> [Selection]
-------------------------

United States District Court, S.D. Indiana, Indianapolis Division

July 21, 2017

U.S. SPECIALTY INSURANCE COMPANY, CITY OF COLUMBUS, INDIANA, Plaintiffs,
v.
DAIMLER TRUCKS NORTH AMERICA, LLC, Defendant.

          ORDER ON MOTION FOR LEAVE TO FILE SECOND AMENDED COMPLAINT

          Mark J. Dinsmore, United States Magistrate Judge

         This matter is before the Court on Plaintiffs' Motion for Leave to File Second Amended Complaint. [Dkt. 49.] Plaintiffs seek to amend their complaint to reflect the Court's dismissal of their breach of implied warranty of merchantability claim and to clarify their product liability claim. For the reasons set forth below, the Court DENIES Plaintiffs' Motion.

-------------------------

> [Record set]
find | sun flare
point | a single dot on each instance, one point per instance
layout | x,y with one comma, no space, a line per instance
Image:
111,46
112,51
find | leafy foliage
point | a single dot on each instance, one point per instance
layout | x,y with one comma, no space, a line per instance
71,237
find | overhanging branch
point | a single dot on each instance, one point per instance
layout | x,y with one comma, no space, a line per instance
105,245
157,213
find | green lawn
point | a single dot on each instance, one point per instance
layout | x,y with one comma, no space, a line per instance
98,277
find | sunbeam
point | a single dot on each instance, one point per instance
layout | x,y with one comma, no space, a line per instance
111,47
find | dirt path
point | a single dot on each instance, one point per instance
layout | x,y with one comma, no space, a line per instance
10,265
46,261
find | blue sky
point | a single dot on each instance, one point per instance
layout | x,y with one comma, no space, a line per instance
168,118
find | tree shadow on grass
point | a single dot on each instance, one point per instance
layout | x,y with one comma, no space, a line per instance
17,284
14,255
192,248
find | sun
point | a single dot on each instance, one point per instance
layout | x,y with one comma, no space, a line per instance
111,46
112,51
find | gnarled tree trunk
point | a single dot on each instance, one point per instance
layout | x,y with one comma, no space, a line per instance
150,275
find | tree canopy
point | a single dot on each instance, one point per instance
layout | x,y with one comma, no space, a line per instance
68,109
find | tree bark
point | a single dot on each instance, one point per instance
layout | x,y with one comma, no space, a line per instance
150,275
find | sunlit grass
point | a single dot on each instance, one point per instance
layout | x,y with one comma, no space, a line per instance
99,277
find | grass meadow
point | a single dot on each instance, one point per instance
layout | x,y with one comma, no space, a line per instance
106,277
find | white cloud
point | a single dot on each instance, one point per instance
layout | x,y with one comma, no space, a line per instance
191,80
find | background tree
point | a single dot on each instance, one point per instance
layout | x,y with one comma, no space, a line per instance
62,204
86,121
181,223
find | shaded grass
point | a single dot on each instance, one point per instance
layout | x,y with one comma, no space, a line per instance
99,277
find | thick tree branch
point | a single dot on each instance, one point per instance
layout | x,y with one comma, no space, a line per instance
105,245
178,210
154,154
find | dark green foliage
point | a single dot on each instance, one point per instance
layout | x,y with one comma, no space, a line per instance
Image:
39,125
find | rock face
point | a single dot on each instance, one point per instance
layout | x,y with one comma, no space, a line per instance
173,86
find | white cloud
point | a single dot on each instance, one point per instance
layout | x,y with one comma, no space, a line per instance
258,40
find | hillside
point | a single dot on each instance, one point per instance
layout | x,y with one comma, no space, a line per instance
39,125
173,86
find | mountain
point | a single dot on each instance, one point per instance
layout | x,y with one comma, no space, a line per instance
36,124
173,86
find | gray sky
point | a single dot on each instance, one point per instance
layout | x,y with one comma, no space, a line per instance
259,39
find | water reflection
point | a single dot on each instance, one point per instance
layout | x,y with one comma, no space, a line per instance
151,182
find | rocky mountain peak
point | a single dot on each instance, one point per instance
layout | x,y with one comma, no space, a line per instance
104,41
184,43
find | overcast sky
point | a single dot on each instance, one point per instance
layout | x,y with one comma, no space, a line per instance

-------------------------

> [Prompt 1] From the court order, extract the part that opens with the words containing "July 21, 2017" and closes with "DENIES Plaintiffs' Motion.".
> [Prompt 2] List every party named in the case caption of the court order.
> [Prompt 3] According to the court order, how does the Court rule on the Plaintiffs' Motion for Leave to File Second Amended Complaint?

> [Written reply 1]
July 21, 2017

U.S. SPECIALTY INSURANCE COMPANY, CITY OF COLUMBUS, INDIANA, Plaintiffs,
v.
DAIMLER TRUCKS NORTH AMERICA, LLC, Defendant.

          ORDER ON MOTION FOR LEAVE TO FILE SECOND AMENDED COMPLAINT

          Mark J. Dinsmore, United States Magistrate Judge

         This matter is before the Court on Plaintiffs' Motion for Leave to File Second Amended Complaint. [Dkt. 49.] Plaintiffs seek to amend their complaint to reflect the Court's dismissal of their breach of implied warranty of merchantability claim and to clarify their product liability claim. For the reasons set forth below, the Court DENIES Plaintiffs' Motion.

> [Written reply 2]
U.S. Specialty Insurance Company
City of Columbus, Indiana
Daimler Trucks North America, LLC

> [Written reply 3] The Court denies the motion.